Your task: Copy out every line of the data below that contains the word "saddle".

Dataset excerpts:
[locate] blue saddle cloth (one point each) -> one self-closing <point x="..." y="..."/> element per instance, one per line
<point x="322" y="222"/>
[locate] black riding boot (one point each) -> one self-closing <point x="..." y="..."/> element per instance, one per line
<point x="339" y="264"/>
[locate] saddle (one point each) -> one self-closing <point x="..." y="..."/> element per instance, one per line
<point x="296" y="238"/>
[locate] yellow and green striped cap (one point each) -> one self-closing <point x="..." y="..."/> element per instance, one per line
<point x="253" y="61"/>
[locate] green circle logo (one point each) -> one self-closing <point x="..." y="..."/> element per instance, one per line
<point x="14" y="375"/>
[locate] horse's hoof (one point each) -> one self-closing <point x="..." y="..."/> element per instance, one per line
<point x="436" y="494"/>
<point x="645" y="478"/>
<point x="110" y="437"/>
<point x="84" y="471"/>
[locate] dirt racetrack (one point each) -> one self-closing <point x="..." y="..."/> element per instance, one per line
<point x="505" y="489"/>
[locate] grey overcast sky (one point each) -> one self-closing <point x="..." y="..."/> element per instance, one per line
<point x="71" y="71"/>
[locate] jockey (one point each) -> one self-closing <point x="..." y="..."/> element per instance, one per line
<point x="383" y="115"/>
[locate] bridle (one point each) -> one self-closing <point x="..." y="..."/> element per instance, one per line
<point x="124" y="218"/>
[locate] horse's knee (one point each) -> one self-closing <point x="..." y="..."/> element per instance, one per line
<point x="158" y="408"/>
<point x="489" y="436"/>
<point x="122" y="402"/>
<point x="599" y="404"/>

---

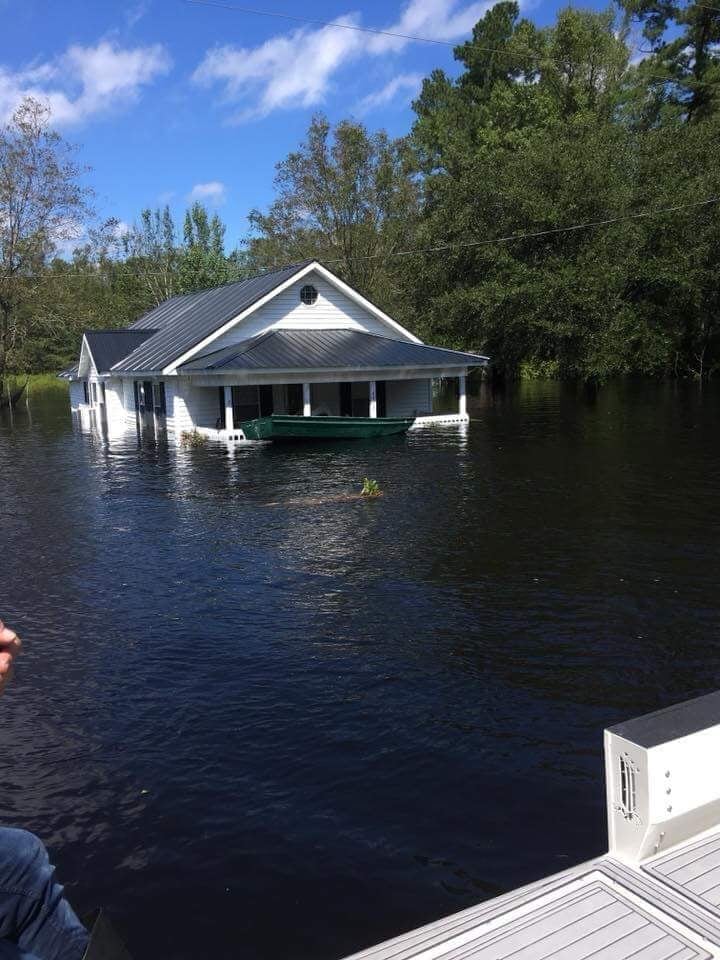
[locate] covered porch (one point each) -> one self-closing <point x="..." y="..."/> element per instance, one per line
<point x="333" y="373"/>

The completed task:
[locate] blue saddle cloth (one point each) -> one self-closing <point x="..." y="..."/> element per instance, one per line
[locate] saddle (one point each) -> one self-closing <point x="..." y="..."/> element per instance, one per line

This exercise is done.